— START OF Source extract —
North urged to talk after bomb claim


Jon Herskovitz


February 12, 2005


  
North Korea's nuclear stance has triggered protests in Seoul and strong commentaries in South Korean newspapers.
REUTERS

Countries from China to Germany have urged North Korea to return to talks on ending its nuclear programs after Pyongyang announced it has nuclear weapons and pulled out of disarmament talks.

The move presents a serious challenge to the United States and President GeorgeWBush, starting his second term with a policy aimed at ending north Asia's nuclear crisis through the six-party talks that China has been shepherding for nearly two years.

China, South Korea and Germany Friday joined calls from Washington and around the world for Pyongyang to resume negotiations. Standing in the firing line is South Korea, under constant threat from a neighbor that keeps 70 percent of its 1.2-million-strong army on a border that passes 65 kilometers north of the capital, Seoul.

``The assessment is that North Korea may be trying to raise its negotiating stakes,'' South Korean Vice-Foreign Minister Lee Tae Shik said.
— END OF Source extract —
* [What this exercise asks]
1. List every country named in the news article about North Korea's nuclear claim.
2. Format the records from their first line through the line containing "POLYGON ((33 3, 34", inclusive, as a numbered list, leaving out blank lines.
The records have no connection to the text.
— START OF Provided records —
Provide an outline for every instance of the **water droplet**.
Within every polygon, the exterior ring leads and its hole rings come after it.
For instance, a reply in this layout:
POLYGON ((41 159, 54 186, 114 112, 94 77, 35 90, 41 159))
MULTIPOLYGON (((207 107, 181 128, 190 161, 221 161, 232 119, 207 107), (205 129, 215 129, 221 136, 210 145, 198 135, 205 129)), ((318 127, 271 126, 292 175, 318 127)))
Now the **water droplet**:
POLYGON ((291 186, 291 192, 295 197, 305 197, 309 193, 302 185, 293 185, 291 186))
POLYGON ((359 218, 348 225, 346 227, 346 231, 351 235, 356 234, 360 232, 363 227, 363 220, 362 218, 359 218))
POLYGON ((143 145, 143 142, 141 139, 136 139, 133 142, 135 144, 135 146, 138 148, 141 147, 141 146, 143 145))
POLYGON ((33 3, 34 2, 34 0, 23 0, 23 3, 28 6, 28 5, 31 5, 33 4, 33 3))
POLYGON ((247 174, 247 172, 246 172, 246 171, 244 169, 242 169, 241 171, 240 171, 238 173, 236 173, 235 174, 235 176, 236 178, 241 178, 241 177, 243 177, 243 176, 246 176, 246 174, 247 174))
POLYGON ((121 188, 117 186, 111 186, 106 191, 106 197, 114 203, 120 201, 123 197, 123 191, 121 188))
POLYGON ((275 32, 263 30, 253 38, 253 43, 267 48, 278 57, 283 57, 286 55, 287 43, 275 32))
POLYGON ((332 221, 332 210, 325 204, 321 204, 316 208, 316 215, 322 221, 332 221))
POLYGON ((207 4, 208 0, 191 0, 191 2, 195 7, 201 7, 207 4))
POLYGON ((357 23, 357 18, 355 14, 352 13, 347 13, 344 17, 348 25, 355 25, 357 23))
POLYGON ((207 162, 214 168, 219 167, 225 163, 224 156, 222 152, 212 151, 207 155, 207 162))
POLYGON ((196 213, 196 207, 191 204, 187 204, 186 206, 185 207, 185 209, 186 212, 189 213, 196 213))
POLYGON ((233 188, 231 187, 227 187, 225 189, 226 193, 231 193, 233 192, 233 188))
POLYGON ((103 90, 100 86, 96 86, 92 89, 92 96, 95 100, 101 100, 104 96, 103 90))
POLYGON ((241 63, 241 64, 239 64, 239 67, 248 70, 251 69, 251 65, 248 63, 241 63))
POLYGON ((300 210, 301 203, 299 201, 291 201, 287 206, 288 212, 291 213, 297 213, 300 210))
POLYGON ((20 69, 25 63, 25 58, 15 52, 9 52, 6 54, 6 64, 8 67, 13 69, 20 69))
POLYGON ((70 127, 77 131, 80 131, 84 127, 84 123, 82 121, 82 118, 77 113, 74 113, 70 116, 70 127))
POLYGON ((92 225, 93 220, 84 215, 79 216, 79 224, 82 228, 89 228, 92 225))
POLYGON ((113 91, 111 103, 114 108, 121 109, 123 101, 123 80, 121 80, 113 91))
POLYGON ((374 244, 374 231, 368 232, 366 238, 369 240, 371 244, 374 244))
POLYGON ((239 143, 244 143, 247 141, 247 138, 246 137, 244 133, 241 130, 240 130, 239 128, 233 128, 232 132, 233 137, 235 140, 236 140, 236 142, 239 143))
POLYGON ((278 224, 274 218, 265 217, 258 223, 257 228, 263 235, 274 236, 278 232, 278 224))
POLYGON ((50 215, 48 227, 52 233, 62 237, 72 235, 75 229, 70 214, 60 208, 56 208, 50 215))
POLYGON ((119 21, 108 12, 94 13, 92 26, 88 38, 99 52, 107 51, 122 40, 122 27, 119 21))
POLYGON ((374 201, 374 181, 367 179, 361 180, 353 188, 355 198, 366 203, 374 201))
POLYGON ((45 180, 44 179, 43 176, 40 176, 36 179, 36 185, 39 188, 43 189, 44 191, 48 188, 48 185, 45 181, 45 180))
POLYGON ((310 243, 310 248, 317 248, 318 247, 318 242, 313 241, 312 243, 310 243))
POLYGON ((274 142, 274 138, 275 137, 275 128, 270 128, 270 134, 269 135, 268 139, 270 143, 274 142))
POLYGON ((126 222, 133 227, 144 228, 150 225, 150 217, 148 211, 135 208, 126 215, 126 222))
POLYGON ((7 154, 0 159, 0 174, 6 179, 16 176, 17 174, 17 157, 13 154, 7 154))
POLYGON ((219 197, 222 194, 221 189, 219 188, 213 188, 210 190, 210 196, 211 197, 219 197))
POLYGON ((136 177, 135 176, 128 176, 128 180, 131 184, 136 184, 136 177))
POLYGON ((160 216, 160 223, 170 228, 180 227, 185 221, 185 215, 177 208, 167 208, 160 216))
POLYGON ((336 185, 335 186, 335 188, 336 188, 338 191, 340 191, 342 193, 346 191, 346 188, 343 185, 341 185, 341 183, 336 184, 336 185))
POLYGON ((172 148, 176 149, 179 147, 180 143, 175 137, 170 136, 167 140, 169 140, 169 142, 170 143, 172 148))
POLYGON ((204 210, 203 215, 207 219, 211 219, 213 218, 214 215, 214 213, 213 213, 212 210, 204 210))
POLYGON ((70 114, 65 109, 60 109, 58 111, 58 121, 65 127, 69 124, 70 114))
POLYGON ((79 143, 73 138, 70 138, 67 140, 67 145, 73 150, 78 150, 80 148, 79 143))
— END OF Provided records —
* [Problem solutions]
1. North Korea, China, Germany, the United States, South Korea

2.
1. Provide an outline for every instance of the **water droplet**.
2. Within every polygon, the exterior ring leads and its hole rings come after it.
3. For instance, a reply in this layout:
4. POLYGON ((41 159, 54 186, 114 112, 94 77, 35 90, 41 159))
5. MULTIPOLYGON (((207 107, 181 128, 190 161, 221 161, 232 119, 207 107), (205 129, 215 129, 221 136, 210 145, 198 135, 205 129)), ((318 127, 271 126, 292 175, 318 127)))
6. Now the **water droplet**:
7. POLYGON ((291 186, 291 192, 295 197, 305 197, 309 193, 302 185, 293 185, 291 186))
8. POLYGON ((359 218, 348 225, 346 227, 346 231, 351 235, 356 234, 360 232, 363 227, 363 220, 362 218, 359 218))
9. POLYGON ((143 145, 143 142, 141 139, 136 139, 133 142, 135 144, 135 146, 138 148, 141 147, 141 146, 143 145))
10. POLYGON ((33 3, 34 2, 34 0, 23 0, 23 3, 28 6, 28 5, 31 5, 33 4, 33 3))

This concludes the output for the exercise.